%%
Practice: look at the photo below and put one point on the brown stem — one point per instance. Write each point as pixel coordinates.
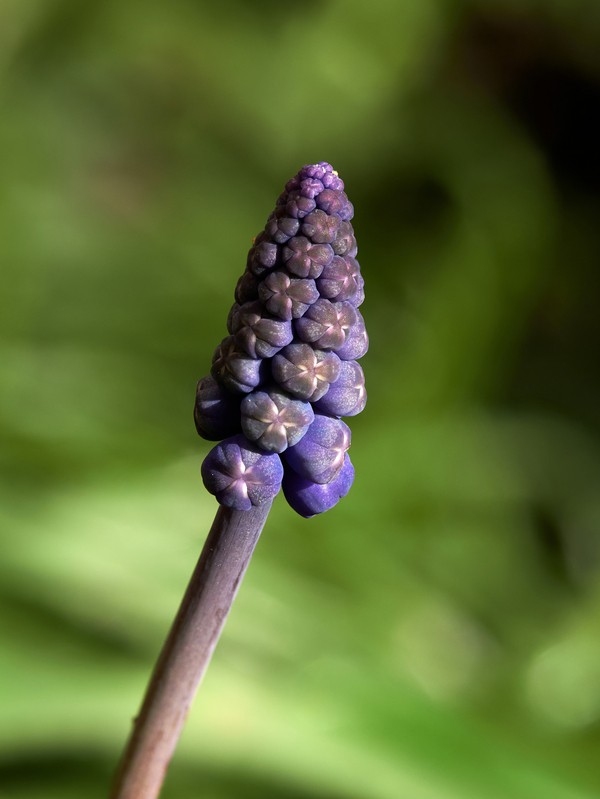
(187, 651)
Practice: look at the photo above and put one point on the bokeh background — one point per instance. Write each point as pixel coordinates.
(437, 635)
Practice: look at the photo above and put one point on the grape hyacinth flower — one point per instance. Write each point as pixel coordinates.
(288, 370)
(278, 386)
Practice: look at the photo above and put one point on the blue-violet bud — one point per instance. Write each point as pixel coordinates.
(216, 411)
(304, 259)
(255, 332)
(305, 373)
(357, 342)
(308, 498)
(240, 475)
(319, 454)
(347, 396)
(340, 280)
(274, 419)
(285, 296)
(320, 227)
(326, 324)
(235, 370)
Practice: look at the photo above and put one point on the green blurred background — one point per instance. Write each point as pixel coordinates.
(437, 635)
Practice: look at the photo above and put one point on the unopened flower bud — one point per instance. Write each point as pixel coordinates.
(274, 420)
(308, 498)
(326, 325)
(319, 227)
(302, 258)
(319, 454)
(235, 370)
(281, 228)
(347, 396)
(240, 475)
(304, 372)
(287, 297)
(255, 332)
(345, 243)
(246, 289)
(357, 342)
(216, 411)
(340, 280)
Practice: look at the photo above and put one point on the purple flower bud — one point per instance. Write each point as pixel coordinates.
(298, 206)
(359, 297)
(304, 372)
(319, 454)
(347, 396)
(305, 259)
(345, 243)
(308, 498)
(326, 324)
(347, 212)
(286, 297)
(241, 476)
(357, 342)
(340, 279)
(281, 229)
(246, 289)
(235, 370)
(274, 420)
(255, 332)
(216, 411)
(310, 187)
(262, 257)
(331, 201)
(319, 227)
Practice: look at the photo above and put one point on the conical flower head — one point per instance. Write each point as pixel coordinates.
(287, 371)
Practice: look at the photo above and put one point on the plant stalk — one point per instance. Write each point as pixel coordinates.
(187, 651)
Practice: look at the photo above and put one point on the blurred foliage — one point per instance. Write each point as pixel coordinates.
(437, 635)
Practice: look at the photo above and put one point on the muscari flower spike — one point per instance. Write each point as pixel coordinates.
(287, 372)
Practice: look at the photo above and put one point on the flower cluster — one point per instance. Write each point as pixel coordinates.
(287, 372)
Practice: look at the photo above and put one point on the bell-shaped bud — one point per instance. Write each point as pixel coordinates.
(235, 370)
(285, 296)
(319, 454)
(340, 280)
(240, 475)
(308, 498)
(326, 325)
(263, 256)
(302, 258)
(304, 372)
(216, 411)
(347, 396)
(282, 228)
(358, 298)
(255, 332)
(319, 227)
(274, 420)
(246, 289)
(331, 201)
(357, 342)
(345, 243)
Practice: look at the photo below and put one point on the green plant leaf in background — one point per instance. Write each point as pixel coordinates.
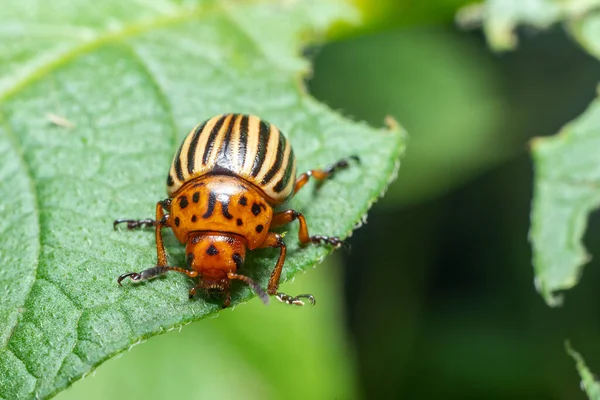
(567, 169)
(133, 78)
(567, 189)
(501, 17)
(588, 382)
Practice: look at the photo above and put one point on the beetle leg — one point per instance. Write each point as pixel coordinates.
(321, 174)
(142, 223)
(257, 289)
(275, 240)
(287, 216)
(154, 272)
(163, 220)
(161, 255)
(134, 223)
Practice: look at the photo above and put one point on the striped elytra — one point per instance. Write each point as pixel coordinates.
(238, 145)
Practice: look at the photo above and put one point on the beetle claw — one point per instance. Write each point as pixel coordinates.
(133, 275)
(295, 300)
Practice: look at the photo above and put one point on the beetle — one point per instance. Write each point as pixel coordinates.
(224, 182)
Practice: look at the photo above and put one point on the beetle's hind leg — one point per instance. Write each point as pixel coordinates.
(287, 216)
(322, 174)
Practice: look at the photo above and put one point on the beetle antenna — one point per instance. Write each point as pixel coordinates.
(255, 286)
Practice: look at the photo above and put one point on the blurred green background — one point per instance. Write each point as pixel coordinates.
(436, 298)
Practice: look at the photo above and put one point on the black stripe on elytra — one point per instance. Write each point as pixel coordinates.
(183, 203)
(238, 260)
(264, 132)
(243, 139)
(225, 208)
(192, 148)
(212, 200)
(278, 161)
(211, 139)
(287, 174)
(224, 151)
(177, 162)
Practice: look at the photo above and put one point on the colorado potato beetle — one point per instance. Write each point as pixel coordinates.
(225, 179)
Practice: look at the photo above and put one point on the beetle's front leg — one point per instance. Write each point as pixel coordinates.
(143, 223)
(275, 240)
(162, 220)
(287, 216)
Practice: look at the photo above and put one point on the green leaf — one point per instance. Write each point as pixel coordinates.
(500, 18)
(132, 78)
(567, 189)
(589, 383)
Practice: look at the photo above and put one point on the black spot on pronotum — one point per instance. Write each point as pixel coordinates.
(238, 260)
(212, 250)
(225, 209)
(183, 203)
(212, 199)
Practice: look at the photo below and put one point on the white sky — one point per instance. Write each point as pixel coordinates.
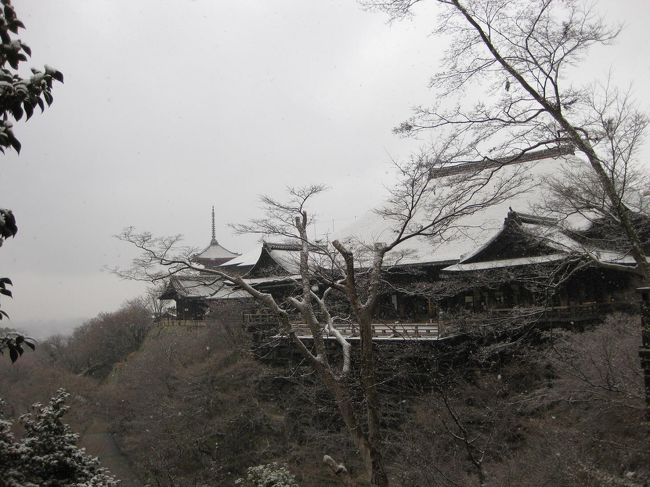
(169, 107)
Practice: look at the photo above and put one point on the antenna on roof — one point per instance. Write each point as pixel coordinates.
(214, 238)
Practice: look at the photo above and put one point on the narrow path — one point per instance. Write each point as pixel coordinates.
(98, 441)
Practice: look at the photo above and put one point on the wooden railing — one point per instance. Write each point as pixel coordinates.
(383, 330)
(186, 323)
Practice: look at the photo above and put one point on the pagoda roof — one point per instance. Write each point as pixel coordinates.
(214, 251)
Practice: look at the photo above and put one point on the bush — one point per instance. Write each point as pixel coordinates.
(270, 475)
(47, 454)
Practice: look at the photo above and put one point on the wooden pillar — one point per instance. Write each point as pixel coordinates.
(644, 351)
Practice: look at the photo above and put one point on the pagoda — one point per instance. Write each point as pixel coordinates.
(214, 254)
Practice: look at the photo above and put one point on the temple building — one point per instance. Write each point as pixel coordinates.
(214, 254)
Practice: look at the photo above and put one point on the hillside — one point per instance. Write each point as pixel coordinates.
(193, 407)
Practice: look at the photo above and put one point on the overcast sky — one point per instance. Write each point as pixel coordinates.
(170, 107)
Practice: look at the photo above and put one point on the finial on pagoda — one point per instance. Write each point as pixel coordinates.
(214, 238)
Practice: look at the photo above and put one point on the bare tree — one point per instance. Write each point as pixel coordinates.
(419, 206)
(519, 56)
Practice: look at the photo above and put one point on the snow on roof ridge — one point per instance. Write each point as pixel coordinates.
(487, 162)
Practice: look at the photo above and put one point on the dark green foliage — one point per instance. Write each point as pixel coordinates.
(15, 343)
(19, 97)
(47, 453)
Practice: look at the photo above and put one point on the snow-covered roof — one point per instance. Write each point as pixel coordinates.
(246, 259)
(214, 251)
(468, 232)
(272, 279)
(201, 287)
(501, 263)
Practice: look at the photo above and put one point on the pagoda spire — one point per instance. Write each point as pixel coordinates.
%%
%%
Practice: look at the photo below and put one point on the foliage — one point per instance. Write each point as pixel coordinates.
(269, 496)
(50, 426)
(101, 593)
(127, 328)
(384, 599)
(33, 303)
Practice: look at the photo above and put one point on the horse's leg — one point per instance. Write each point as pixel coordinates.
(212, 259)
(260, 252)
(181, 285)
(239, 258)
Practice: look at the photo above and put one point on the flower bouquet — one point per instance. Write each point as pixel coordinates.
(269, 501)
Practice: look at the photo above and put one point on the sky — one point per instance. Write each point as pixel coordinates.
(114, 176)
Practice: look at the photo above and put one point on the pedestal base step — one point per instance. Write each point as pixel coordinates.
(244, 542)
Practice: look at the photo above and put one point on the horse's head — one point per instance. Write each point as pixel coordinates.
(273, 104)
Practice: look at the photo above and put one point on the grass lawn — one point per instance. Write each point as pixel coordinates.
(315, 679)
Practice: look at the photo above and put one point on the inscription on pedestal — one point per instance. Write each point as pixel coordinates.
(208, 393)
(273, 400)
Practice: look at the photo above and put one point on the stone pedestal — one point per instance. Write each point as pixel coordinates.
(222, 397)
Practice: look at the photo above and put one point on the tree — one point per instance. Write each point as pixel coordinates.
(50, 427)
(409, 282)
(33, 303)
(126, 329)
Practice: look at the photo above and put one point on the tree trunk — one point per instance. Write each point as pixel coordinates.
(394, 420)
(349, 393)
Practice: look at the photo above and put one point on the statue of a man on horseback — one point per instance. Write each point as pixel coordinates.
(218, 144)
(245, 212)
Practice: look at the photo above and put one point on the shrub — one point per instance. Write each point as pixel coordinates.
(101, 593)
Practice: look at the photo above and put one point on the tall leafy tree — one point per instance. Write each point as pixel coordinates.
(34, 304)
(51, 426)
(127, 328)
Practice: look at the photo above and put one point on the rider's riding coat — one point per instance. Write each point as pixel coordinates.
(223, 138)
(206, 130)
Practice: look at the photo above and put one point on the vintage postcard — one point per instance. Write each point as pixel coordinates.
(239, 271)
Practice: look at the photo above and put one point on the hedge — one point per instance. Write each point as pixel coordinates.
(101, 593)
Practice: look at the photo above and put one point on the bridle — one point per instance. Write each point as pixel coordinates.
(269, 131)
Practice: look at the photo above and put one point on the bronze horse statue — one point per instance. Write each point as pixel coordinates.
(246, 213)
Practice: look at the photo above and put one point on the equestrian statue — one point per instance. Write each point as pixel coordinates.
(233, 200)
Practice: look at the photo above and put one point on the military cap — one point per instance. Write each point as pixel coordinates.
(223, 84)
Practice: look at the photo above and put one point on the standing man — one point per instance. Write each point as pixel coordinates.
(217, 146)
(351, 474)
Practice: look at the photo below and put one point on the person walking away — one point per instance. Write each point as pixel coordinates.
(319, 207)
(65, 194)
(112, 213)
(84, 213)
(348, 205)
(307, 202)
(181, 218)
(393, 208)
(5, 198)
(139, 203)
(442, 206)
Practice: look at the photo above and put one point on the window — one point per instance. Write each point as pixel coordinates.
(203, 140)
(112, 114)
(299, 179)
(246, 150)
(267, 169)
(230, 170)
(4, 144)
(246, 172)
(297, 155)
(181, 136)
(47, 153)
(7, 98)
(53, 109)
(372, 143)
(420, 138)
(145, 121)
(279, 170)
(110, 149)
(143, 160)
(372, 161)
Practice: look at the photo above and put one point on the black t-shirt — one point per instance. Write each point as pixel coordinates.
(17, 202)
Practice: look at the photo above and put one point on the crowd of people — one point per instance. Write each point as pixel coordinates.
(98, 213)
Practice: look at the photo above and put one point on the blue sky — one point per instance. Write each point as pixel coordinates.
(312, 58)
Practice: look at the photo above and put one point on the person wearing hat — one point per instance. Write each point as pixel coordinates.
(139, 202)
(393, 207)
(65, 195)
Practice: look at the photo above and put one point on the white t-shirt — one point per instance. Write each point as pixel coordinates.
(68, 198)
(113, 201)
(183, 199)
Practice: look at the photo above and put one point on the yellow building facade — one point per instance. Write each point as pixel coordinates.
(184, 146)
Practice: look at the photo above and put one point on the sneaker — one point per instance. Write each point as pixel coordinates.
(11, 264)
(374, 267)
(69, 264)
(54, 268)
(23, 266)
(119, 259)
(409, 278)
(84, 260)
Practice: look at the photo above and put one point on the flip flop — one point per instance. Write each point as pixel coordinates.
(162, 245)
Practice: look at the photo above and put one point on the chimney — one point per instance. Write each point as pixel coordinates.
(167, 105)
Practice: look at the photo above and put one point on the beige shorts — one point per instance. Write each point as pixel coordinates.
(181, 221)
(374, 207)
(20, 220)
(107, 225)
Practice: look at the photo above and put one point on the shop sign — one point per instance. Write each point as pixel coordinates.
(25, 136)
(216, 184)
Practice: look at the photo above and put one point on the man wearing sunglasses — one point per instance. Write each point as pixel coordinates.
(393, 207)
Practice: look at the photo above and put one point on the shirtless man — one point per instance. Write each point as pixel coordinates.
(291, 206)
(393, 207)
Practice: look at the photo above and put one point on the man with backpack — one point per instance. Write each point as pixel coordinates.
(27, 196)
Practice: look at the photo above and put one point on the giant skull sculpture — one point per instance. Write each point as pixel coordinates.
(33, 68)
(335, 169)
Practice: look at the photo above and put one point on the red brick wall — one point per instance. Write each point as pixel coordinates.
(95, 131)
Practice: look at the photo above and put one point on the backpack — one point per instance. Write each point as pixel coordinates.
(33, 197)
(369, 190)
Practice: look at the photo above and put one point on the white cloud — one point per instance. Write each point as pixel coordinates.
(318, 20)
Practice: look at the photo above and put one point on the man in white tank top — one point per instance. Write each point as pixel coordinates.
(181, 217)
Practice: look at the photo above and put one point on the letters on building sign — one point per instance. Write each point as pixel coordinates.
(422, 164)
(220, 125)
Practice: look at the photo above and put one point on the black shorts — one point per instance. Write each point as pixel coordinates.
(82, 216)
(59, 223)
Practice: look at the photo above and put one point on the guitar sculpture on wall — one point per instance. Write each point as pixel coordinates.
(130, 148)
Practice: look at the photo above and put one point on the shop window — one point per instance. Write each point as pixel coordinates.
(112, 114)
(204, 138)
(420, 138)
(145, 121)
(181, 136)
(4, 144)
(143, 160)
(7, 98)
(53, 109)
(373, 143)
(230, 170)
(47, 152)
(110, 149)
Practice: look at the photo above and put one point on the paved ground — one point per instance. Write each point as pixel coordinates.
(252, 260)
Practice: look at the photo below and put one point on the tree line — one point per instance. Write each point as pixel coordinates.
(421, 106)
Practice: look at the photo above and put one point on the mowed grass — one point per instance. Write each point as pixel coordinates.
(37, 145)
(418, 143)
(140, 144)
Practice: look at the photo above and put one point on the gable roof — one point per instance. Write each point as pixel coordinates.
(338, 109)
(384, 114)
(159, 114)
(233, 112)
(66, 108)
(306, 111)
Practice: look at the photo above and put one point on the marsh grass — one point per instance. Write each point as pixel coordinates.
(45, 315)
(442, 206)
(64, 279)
%%
%%
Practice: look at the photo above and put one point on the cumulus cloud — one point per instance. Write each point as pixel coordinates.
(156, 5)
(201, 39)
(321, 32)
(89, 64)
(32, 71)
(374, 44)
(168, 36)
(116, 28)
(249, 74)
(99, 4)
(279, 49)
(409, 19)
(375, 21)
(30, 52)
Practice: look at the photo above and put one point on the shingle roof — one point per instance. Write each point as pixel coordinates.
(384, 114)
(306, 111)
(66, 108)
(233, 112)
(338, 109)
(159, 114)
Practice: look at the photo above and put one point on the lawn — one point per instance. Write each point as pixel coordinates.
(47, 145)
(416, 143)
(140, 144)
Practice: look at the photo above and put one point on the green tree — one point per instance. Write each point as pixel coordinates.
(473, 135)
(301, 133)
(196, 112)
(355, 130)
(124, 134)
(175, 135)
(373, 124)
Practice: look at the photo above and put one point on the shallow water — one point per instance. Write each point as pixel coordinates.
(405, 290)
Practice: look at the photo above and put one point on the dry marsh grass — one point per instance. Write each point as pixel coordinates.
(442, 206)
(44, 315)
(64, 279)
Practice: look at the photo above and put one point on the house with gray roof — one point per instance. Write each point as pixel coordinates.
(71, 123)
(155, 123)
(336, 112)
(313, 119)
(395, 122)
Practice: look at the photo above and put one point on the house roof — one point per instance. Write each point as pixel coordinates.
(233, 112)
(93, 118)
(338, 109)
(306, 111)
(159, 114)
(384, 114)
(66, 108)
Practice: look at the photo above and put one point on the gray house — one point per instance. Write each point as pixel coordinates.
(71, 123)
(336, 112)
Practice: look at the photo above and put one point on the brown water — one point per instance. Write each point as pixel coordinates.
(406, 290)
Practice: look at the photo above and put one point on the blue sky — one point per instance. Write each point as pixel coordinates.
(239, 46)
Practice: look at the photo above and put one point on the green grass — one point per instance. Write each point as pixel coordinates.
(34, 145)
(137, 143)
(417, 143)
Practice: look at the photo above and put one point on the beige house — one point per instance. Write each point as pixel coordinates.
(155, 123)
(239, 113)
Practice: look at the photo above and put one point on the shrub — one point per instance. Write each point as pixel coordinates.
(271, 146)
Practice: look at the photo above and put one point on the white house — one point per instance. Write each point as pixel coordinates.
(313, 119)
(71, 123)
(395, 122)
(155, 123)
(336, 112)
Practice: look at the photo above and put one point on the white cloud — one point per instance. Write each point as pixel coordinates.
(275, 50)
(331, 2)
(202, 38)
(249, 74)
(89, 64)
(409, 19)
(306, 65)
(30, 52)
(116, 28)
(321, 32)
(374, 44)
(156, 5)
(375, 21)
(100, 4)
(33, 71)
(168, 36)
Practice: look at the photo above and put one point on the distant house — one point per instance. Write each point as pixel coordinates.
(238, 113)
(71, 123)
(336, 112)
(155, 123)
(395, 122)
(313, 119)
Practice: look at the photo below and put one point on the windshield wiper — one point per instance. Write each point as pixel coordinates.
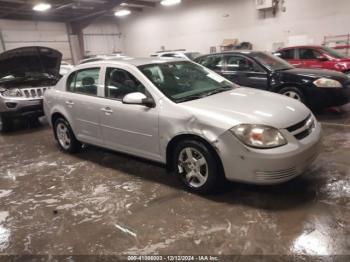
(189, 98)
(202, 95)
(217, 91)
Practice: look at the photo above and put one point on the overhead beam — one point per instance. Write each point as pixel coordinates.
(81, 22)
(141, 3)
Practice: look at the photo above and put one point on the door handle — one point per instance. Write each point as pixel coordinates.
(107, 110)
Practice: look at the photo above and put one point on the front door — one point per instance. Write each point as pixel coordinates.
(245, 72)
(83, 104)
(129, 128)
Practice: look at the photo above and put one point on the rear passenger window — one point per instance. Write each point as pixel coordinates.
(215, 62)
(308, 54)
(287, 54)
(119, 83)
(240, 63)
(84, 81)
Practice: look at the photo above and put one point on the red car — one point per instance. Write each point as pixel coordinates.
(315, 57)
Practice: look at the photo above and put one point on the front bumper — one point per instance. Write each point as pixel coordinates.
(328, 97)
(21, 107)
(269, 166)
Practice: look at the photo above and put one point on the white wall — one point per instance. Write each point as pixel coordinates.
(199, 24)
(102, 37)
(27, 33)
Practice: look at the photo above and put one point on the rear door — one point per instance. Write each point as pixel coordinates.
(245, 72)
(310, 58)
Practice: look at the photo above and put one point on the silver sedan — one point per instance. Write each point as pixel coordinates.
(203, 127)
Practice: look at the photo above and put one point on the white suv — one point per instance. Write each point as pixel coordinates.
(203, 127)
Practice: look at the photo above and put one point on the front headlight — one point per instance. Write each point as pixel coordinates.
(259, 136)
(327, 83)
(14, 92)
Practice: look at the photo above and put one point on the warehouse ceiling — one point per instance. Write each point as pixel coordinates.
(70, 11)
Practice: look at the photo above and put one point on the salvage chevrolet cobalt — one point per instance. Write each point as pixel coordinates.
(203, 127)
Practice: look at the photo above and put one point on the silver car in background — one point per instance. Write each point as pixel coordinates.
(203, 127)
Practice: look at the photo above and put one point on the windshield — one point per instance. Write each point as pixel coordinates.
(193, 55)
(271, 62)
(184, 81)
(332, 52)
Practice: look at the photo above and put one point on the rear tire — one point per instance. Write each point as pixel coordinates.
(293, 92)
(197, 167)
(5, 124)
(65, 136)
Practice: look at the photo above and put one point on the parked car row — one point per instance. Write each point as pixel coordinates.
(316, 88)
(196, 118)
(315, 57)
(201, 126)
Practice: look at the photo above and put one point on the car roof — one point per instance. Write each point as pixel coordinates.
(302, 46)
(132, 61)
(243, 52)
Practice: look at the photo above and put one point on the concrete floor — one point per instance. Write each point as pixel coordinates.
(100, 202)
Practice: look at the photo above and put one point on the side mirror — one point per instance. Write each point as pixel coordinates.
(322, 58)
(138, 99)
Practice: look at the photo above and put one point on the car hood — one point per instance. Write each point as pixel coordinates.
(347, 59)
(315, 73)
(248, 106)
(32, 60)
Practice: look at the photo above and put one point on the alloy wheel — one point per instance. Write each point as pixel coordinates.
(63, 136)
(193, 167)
%%
Task instructions → List every line in the items above that contains the word "shorts", copying each line in full. Case counts.

Answer to this task →
Practice: look at the photo above and put one point on the beige shorts — one point per instance. Write each point as pixel coordinates.
Practice: look at the photo above and put one point on the black shorts — one point per instance. Write each point as pixel coordinates.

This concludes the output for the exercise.